## Records shown
----------
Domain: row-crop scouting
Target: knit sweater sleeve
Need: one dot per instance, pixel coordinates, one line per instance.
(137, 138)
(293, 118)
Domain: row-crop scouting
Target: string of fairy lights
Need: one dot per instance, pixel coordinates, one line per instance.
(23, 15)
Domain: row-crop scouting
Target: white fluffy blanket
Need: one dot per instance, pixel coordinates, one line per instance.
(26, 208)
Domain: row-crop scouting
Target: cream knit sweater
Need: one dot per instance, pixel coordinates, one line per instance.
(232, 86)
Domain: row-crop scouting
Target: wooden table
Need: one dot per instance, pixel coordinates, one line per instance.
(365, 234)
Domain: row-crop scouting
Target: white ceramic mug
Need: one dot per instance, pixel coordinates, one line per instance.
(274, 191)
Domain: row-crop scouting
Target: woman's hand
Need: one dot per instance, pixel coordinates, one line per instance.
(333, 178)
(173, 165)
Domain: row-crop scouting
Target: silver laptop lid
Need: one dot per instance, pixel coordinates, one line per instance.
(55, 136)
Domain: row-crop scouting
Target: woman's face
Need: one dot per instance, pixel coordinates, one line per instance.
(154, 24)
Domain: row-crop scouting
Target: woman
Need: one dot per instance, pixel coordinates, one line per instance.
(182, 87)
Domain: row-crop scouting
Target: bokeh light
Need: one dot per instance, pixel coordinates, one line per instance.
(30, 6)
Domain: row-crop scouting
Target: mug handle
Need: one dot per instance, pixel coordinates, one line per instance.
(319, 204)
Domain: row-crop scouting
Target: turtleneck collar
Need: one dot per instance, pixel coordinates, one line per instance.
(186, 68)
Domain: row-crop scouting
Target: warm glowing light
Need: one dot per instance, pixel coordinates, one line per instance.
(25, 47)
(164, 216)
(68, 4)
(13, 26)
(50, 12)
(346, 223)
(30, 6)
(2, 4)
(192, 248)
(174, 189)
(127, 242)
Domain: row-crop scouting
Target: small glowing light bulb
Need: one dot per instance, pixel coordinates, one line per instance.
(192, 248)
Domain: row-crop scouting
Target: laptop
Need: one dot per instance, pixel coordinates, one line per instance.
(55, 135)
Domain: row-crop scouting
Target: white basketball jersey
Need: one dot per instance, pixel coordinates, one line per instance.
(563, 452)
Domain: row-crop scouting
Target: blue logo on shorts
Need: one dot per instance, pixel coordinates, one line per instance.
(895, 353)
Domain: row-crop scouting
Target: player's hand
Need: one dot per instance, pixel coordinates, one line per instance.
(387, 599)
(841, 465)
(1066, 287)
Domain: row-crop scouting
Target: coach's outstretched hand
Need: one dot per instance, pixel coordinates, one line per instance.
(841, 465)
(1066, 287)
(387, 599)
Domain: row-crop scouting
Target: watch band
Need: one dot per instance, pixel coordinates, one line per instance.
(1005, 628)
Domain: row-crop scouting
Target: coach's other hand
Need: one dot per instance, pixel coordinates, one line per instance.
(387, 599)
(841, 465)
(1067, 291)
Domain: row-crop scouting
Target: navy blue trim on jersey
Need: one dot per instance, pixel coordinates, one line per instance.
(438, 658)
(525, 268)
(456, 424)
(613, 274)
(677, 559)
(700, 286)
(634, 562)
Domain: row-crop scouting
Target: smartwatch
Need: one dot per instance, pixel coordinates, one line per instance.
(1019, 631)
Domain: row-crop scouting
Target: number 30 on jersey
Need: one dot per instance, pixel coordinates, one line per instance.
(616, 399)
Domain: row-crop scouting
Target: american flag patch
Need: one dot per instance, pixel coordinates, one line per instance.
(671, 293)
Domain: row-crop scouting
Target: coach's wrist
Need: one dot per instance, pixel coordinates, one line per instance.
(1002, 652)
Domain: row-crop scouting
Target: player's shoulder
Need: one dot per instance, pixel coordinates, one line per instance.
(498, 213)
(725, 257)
----------
## What you will do
Note every line in the material with "laptop" and copy it.

## Task output
Target: silver laptop lid
Target: laptop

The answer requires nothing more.